== Problem to solve ==
From the entries below, copy every line holding the word "like".
▼
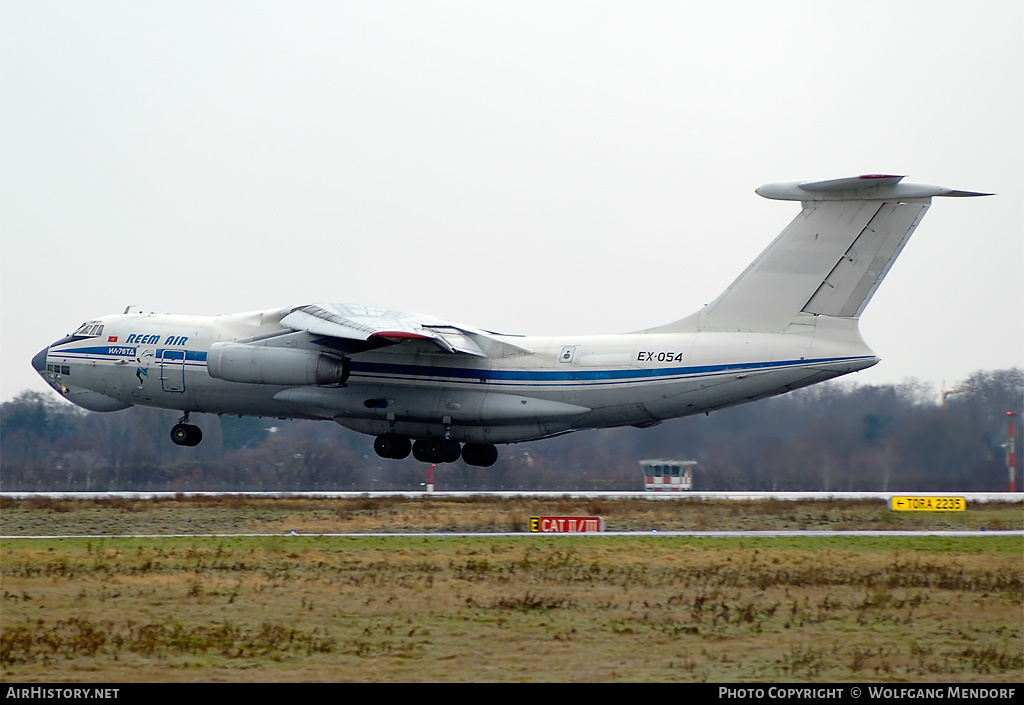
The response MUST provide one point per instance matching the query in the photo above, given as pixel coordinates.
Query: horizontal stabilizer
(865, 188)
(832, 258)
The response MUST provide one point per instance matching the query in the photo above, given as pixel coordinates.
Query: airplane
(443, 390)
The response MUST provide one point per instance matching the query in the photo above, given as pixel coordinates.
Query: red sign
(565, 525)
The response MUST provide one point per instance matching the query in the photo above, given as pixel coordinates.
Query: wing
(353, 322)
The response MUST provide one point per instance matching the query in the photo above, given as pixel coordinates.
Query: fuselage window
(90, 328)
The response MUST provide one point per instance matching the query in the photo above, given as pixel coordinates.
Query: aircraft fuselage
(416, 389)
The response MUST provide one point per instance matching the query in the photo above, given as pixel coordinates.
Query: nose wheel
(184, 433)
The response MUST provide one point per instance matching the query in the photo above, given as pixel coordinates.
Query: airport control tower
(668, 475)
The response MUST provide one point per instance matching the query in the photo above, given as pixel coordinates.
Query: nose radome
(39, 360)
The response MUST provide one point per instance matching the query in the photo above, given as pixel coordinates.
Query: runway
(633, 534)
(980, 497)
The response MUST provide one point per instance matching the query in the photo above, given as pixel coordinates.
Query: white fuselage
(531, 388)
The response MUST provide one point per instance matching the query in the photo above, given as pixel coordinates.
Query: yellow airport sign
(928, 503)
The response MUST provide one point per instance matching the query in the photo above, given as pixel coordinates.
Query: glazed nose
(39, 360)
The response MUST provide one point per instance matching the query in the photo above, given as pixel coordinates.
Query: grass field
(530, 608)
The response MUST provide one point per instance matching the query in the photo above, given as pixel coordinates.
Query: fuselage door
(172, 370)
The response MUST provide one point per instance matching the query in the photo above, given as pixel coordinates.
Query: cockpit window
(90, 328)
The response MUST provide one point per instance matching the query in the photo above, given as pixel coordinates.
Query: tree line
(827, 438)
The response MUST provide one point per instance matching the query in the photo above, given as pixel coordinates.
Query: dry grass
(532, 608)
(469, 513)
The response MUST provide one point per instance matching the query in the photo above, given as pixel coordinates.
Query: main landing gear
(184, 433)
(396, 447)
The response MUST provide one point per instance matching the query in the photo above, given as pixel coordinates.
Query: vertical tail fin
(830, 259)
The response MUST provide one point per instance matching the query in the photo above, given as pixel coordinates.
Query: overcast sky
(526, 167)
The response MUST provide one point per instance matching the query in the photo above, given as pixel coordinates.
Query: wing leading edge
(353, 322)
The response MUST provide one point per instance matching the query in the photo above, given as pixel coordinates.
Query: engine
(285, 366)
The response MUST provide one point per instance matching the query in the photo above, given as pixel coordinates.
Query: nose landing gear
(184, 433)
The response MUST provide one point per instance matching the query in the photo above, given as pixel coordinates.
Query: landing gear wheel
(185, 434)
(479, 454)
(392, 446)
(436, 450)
▲
▼
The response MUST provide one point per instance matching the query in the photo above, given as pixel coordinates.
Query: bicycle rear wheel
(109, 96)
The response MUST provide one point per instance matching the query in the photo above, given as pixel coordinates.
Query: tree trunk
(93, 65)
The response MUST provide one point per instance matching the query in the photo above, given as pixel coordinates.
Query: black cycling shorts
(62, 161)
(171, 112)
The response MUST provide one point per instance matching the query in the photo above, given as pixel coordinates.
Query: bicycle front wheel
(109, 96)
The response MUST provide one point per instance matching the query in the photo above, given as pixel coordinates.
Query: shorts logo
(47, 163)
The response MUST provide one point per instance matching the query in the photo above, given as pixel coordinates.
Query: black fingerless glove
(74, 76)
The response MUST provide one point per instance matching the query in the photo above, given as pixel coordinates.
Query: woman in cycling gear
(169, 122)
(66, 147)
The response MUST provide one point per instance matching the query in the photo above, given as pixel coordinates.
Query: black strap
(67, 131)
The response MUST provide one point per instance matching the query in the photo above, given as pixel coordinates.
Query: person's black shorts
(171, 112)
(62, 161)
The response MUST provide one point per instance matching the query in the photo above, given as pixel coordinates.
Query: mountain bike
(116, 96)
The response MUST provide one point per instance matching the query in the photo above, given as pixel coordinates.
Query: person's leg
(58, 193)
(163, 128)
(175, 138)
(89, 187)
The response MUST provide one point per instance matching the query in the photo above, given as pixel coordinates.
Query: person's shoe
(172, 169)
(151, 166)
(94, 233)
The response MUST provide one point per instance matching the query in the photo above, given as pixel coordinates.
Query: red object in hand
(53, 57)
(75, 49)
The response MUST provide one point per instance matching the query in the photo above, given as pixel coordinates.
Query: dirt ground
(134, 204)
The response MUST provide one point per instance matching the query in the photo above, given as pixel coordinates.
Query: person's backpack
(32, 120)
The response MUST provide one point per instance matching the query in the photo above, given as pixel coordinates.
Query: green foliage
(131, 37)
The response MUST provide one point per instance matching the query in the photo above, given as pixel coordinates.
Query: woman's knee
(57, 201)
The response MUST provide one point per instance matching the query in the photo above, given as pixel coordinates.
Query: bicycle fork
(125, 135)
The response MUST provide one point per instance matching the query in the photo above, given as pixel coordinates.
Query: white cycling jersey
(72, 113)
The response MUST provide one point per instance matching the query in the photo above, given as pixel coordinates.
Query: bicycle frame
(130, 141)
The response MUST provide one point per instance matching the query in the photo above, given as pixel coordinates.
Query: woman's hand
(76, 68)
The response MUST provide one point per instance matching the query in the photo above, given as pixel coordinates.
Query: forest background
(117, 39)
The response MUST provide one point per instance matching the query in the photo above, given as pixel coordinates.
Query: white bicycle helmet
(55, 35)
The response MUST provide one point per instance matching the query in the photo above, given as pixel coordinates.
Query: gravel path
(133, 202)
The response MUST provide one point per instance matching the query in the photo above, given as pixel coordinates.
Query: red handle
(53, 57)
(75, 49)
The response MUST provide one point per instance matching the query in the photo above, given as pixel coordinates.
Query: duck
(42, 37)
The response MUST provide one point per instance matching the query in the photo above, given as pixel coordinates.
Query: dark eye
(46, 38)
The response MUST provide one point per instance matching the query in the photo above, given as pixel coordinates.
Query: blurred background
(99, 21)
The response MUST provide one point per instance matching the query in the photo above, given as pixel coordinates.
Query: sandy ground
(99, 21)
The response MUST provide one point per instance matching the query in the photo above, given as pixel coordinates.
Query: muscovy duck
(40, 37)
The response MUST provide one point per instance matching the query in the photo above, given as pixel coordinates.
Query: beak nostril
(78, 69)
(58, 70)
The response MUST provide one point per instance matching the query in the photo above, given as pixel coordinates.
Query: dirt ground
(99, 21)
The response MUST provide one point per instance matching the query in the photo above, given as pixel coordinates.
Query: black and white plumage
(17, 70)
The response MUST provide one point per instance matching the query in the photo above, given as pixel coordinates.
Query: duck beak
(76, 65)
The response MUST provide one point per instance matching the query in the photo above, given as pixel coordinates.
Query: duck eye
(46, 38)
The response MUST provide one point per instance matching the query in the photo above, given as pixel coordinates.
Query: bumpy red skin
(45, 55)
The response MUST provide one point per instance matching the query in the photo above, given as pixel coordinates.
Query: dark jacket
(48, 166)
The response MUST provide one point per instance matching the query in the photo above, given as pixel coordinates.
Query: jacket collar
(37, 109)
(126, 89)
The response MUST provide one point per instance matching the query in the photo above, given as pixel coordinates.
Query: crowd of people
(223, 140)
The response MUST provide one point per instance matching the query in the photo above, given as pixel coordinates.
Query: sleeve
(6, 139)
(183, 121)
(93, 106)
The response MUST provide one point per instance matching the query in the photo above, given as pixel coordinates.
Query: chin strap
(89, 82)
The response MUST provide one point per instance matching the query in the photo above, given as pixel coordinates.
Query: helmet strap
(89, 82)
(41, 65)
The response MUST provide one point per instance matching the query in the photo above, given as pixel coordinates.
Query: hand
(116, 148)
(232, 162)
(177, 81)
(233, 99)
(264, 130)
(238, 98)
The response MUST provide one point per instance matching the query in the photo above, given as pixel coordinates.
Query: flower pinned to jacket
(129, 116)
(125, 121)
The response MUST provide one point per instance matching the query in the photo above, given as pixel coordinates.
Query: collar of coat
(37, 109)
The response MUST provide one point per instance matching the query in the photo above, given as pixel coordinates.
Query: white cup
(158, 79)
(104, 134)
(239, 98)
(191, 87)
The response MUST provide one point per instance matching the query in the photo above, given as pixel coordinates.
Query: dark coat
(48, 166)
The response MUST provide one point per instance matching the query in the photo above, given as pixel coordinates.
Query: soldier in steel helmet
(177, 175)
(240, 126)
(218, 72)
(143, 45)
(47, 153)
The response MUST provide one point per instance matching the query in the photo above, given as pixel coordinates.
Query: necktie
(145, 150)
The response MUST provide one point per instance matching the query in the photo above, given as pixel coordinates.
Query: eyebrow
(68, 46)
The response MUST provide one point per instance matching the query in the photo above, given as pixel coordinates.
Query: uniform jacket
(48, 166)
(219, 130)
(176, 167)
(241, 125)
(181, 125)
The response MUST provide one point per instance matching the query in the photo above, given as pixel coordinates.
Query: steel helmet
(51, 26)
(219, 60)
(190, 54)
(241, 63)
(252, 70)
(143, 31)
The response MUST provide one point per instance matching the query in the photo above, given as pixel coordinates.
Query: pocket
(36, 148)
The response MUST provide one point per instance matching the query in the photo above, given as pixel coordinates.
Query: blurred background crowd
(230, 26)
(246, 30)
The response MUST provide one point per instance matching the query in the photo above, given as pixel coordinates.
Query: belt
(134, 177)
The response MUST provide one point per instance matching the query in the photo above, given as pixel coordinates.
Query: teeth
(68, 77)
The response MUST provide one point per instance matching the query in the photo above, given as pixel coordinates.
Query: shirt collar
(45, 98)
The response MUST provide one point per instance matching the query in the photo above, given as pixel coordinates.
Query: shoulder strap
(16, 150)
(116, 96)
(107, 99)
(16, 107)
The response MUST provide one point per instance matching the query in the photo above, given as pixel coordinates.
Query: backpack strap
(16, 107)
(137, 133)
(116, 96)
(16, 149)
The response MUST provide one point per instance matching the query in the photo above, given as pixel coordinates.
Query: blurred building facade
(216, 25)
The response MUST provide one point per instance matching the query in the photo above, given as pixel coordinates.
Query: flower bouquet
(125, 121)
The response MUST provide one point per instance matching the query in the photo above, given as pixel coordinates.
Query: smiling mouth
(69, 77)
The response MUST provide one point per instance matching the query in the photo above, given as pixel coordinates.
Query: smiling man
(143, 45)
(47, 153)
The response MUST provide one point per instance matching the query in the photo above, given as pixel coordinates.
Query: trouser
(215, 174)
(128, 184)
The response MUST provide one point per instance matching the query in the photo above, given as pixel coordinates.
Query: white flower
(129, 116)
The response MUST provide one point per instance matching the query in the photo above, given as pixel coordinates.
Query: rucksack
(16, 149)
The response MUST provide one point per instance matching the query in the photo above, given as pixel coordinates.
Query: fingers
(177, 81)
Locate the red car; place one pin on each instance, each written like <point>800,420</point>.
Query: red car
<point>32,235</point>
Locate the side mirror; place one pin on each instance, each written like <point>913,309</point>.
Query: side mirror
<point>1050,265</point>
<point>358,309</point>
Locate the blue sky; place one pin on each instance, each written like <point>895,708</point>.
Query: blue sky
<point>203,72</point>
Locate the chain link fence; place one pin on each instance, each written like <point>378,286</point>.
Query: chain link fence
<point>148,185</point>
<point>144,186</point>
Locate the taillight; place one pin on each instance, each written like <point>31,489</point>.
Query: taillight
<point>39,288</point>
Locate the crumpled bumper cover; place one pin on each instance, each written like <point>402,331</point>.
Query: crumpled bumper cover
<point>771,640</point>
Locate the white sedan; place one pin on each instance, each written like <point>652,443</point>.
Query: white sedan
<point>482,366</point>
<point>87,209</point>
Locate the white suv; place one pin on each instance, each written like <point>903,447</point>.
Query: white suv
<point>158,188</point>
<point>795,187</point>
▲
== Output of the task ==
Locate the red car; place one pin on each instance, each written like <point>800,420</point>.
Locate the side mirror; place one pin on each instance, each written like <point>913,309</point>.
Locate the blue sky; place one pin on each instance, each written like <point>895,708</point>.
Locate the chain link fence; place one pin on each instance, each written like <point>378,286</point>.
Locate the taillight; place one pin on each instance, each written like <point>31,489</point>.
Locate the crumpled bumper cover; place one pin on each instance, each written like <point>402,331</point>.
Locate the white sedan; place one pin on each instance, each written like <point>652,443</point>.
Locate the white suv; place one pin on each instance, each written like <point>903,447</point>.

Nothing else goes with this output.